**Excerpt provided**.
_ _ _ _
When adaptive is set to True, Claude may use fewer tokens than the budget for simple queries, saving you money and latency.

Task Budgets: Fine-Tuning Effort

Task Budgets (beta) allow you to set a maximum thinking effort for a specific task. This is different from token budgets—it controls how much computational effort Claude applies, which can affect both reasoning depth and response time.

Use Task Budgets when:

You need consistent response times (e.g., for real-time applications)
You want to limit costs on non-critical tasks
You’re batching requests and need predictable throughput

Setting a Task Budget

response = client.messages.create(
    model="claude-sonnet-4-20250514",
    max_tokens=4096,
    thinking={
        "type": "enabled",
        "budget_tokens": 2048,
        "task_budget": 0.5  # 0.0 to 1.0, where 1.0 is maximum effort
    },
    messages=[
        {"role": "user", "content": "Summarize this article in 3 bullet points."}
    ]
)

A task_budget of 0.5 means Claude will use roughly half the maximum effort, trading some depth for speed.

Fast Mode: Speed Over Depth

Fast mode (research preview) is designed for scenarios where latency is critical. It reduces thinking time and returns responses more quickly, at the cost of some reasoning quality.

Enable Fast Mode when:

Building chatbots that need sub-second responses
Handling simple Q&A or retrieval tasks
Prototyping and iterating quickly

response = client.messages.create(
    model="claude-sonnet-4-20250514",
    max_tokens=1024,
    thinking={
        "type": "enabled",
        "budget_tokens": 512,
        "fast_mode": True
    },
    messages=[
        {"role": "user", "content": "What is 2+2?"}
    ]
)

Combining Features for Optimal Results

You can combine Adaptive Thinking, Task Budgets, and Fast Mode to create a custom reasoning profile. For example:

response = client.messages.create(
    model="claude-sonnet-4-20250514",
    max_tokens=8192,
    thinking={
        "type": "enabled",
        "budget_tokens": 4096,
        "adaptive": True,
        "task_budget": 0.8,
        "fast_mode": False
    },
    messages=[
        {"role": "user", "content": "Explain quantum entanglement in simple terms."}
    ]
)

This configuration gives Claude a high budget, adaptive allocation, and near-maximum effort, but disables fast mode for thorough reasoning.
_ _ _ _
**Data records**.

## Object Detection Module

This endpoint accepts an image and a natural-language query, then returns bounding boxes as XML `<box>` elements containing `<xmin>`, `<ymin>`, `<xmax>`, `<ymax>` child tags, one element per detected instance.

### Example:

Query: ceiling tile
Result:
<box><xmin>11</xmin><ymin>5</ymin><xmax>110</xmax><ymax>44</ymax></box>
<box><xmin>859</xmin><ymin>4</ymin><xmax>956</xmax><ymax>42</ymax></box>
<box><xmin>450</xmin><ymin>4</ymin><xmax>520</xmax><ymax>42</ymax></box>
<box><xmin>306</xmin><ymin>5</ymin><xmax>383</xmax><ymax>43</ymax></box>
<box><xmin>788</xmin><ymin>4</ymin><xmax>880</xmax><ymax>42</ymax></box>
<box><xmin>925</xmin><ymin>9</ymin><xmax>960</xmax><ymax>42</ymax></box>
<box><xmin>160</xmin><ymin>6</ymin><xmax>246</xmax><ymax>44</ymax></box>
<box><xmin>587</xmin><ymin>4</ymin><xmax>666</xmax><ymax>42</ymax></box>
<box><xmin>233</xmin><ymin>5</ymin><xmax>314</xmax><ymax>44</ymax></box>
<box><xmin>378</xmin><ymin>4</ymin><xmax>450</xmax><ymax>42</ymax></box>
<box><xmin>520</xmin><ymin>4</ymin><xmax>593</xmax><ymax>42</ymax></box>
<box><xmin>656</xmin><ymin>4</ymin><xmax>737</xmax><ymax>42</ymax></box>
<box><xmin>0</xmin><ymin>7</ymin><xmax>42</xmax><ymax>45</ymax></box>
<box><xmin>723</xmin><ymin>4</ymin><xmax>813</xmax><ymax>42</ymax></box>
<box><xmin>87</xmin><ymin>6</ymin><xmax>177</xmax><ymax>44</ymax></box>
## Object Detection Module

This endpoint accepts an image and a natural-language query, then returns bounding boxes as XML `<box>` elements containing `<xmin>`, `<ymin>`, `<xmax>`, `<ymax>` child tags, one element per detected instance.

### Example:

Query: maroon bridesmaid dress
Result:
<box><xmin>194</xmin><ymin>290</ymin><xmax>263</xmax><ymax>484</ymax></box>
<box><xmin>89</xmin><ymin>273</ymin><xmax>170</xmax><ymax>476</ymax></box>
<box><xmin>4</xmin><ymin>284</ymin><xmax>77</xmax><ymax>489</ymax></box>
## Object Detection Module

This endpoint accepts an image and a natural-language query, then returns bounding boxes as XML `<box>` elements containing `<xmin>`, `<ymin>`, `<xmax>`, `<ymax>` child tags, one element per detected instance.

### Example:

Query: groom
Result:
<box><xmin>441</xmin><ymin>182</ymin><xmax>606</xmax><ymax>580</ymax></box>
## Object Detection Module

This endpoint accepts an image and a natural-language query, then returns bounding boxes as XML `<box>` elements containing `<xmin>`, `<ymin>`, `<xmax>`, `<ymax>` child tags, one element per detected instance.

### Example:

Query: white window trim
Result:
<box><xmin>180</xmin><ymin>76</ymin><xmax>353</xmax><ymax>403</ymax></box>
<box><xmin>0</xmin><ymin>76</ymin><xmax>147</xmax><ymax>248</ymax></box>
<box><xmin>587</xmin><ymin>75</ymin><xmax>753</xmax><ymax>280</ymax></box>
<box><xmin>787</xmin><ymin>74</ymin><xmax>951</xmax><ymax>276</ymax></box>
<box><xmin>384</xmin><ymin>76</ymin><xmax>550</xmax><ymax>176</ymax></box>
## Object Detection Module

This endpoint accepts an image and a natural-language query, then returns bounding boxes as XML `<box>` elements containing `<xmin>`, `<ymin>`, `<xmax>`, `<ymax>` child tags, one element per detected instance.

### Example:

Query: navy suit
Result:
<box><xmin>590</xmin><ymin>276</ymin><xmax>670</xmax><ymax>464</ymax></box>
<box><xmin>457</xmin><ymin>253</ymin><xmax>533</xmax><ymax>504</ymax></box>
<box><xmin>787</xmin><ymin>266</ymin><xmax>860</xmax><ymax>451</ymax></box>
_ _ _ _
**Problems to solve**.
1) From the excerpt on Claude's thinking settings, list every key set inside the thinking dictionary in the code example under "Combining Features for Optimal Results".
2) Reproduce verbatim the stretch of the excerpt on Claude's thinking settings from "Fast mode (research" through "some reasoning quality.".

**Responses by task**.
1) type, budget_tokens, adaptive, task_budget, fast_mode

2)
Fast mode (research preview) is designed for scenarios where latency is critical. It reduces thinking time and returns responses more quickly, at the cost of some reasoning quality.